[begin Input data]
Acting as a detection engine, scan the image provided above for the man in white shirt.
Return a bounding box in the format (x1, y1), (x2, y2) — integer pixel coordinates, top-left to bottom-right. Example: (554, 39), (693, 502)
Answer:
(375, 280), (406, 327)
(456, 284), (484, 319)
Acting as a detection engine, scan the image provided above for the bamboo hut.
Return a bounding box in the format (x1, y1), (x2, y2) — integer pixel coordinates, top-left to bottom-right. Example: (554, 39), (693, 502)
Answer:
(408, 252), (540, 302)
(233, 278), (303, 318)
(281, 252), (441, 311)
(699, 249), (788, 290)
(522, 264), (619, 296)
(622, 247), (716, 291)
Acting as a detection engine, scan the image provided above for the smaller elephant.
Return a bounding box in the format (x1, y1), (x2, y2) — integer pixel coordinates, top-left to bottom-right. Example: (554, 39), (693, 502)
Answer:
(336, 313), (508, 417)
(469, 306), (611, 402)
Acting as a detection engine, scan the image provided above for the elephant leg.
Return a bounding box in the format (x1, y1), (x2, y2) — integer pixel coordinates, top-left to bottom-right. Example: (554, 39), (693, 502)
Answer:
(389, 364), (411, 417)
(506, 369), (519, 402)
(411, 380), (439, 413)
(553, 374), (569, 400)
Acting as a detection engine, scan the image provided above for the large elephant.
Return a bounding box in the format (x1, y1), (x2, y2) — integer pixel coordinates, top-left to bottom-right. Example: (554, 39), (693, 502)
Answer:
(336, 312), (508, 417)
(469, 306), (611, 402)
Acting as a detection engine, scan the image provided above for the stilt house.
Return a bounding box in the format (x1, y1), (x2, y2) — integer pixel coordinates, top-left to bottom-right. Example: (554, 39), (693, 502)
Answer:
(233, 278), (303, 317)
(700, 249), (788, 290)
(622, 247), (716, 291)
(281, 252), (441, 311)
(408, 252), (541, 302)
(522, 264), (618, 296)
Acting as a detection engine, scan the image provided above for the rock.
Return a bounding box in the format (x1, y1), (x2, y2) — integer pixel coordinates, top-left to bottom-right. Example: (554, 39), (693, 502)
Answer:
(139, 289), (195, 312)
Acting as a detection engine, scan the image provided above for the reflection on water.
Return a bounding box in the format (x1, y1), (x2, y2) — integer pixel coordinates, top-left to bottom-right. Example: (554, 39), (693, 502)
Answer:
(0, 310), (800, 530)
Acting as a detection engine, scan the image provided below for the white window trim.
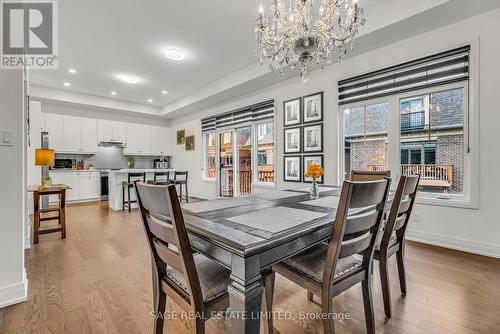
[end Input data]
### Problem
Starting at the top of the entries and ending at the line containing "(456, 284), (484, 319)", write out every line again, requests included. Multiply each box coordinate in the answers by 0.8 and round to whole numbers, with halves going up, but leave the numbers in the requests and their format sample unchanged.

### Worked solution
Acting as a detection engine, scan the image provided above for the man in white shirt.
Return a bounding box in the format (x1, y1), (x2, y2) — integer pixel coordinates, top-left to bottom-right. Example: (554, 39), (693, 502)
Answer:
(300, 224), (325, 262)
(365, 227), (387, 255)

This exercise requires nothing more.